*Required work*
Search the records below for the line containing "buckle in the photo above.". Output that line and all later lines exactly; output nothing else.
Data for analysis: Begin
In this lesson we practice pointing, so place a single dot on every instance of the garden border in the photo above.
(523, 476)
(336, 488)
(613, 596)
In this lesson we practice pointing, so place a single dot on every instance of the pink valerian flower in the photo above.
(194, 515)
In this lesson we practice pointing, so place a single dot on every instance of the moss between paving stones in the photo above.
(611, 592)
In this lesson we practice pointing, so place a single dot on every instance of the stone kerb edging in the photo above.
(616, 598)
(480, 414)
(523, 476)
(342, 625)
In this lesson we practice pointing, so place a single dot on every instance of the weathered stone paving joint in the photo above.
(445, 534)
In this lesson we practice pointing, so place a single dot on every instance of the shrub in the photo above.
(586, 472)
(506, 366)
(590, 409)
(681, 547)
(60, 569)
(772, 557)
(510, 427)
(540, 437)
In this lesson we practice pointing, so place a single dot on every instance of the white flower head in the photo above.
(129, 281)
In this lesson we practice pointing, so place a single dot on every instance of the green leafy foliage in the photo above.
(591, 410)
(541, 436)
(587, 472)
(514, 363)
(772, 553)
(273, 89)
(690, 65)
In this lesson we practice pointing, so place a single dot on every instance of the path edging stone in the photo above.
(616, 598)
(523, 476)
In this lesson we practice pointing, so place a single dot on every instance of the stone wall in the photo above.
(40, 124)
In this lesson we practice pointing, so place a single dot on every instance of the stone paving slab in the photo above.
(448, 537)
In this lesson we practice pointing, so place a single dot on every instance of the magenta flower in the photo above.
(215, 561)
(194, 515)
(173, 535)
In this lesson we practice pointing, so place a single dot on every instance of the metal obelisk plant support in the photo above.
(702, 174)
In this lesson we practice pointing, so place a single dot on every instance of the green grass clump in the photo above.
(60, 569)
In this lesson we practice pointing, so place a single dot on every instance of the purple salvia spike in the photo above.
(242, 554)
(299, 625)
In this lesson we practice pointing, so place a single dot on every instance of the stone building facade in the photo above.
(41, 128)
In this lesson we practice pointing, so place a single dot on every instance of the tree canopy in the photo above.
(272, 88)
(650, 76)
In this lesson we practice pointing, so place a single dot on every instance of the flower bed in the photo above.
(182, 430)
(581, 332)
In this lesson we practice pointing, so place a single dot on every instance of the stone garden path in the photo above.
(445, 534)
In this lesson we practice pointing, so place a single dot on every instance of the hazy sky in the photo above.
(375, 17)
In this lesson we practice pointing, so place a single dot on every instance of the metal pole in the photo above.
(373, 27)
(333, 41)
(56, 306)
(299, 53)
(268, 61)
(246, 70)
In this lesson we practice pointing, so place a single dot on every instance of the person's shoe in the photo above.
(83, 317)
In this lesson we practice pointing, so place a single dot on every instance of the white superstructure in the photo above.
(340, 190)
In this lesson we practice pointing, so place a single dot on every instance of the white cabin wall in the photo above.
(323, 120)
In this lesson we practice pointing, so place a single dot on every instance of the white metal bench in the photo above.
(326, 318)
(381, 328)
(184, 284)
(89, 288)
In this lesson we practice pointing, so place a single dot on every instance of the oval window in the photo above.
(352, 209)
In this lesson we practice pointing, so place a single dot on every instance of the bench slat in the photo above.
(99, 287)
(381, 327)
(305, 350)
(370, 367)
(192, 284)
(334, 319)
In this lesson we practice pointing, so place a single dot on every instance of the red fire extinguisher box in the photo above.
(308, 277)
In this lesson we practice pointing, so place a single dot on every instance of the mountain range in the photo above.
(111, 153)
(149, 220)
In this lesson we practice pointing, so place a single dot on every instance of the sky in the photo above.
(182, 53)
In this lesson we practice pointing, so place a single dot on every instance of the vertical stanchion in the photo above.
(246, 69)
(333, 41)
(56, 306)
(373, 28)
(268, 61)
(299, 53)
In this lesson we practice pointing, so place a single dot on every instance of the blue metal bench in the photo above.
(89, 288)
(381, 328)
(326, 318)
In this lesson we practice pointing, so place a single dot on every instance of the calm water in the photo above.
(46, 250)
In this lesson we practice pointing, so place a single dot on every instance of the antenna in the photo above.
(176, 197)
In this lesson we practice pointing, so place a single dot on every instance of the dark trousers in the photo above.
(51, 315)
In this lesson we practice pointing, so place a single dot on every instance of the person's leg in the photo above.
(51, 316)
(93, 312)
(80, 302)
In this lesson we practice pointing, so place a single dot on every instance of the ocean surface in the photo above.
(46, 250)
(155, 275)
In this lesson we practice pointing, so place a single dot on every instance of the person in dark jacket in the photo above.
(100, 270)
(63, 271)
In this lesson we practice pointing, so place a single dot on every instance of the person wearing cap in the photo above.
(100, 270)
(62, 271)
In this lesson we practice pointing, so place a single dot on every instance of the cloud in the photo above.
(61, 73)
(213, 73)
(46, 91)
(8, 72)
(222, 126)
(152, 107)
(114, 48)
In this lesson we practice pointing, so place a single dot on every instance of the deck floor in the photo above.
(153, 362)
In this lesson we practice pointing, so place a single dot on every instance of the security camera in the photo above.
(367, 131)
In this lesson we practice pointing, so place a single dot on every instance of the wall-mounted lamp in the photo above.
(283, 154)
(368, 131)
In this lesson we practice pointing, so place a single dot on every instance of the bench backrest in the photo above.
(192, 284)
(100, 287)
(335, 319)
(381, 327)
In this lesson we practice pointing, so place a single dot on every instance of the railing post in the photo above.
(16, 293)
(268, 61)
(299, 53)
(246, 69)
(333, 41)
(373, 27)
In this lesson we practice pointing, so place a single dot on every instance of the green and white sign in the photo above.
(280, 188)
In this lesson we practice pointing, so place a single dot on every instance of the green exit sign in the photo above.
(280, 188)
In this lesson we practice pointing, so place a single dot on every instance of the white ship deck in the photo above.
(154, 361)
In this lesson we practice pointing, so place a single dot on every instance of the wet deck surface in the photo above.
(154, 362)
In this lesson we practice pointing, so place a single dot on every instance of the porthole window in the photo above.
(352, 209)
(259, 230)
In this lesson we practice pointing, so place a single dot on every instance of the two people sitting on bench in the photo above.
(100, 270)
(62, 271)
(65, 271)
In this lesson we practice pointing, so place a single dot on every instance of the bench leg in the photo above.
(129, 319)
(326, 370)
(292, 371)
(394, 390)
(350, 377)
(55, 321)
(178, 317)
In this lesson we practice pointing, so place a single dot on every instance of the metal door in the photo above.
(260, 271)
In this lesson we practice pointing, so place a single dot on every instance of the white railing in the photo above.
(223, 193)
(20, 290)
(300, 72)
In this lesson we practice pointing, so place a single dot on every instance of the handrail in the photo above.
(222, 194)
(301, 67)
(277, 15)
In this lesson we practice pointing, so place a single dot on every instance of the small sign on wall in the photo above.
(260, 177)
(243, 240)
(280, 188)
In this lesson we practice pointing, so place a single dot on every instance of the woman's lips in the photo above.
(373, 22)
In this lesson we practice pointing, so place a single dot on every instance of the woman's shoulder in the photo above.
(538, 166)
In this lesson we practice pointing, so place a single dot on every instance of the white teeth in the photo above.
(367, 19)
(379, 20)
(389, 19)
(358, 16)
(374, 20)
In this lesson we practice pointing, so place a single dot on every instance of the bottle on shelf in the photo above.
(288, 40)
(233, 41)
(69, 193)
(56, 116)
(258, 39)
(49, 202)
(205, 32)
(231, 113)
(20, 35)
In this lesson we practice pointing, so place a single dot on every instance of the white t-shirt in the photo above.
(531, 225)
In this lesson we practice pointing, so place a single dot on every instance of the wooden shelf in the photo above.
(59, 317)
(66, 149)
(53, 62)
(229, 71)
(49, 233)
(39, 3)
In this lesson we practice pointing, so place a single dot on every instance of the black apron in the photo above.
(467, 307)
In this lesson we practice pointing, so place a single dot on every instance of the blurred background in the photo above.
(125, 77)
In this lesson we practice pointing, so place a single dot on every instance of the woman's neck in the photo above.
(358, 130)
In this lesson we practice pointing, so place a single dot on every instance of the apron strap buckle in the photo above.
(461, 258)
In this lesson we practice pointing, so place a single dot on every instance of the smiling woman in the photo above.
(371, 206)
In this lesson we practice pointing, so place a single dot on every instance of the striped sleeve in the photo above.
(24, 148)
Data for analysis: End
*Finished exercise*
In this lesson we practice pointing, so place a single dot on every instance of the apron strap buckle in the photo above.
(461, 258)
In this lesson we practice pointing, so place a single dot on every instance of the smiling woman in the photo above.
(371, 206)
In this lesson we practice pointing, so place a single dot on every instance of the striped sleeve in the photo above.
(24, 148)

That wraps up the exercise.